TASKS TO CARRY OUT:
(1) Using the excerpt on lot buying, answer these questions:
(a) Which market does the speaker call probably the most competitive today for buying lots?
(b) What was the average deal size a year ago, in lots?
(c) What does sharing communities with other builders allow them to do?
(2) Rewrite the paragraph of the excerpt on lot buying that begins "We feel pretty good about what we see coming" as a short bulleted list that keeps its main facts.
(3) Print the excerpt on lot buying from "We feel pretty good about what" up to and including "buy that today.".
--- begin EXCERPT TO READ ---
You know, Texas is probably the most competitive market today, I would say, for buying lots, because obviously it’s been a very good market for a long time, and there are some option opportunities there which makes it that much more competitive. But we’ve grown our west lot positions and continue to try to grow that west opportunity, because as you know, we shrunk it to next to nothing through the downturn. So we think there’s some good opportunities, but we feel pretty good about the opportunities we’re seeing.

We feel pretty good about what we see coming for the next month coming in the pipeline. And the other thing is deals are starting to get a little bit bigger than what they were before which, you know, I’d say our average deal a year ago was 50 lots and today it might be 75 or 80, so we’re seeing some better opportunities. And the other thing we’re doing that’s different probably in the past is there’s some sharing of communities with other builders that allows you to take the bigger positions and split them between two guys where we normally wouldn’t buy that today.

Stephen East – ICI Group

Okay. Is most of that land, do most of it you need to develop?
--- end EXCERPT TO READ ---
--- begin DATA BLOCK ---
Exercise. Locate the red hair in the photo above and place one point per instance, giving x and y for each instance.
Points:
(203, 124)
--- end DATA BLOCK ---
ANSWERS BELOW:
(1)
(a) Texas.
(b) 50 lots.
(c) It allows them to take the bigger positions and split them between two builders.

(2)
- The outlook for the pipeline over the next month looks good.
- Deals are getting bigger. The average deal was 50 lots a year ago and might be 75 or 80 today.
- A new practice is sharing communities with other builders. This lets bigger positions be split between two builders, positions they normally wouldn't buy.

(3)
We feel pretty good about what we see coming for the next month coming in the pipeline. And the other thing is deals are starting to get a little bit bigger than what they were before which, you know, I’d say our average deal a year ago was 50 lots and today it might be 75 or 80, so we’re seeing some better opportunities. And the other thing we’re doing that’s different probably in the past is there’s some sharing of communities with other builders that allows you to take the bigger positions and split them between two guys where we normally wouldn’t buy that today.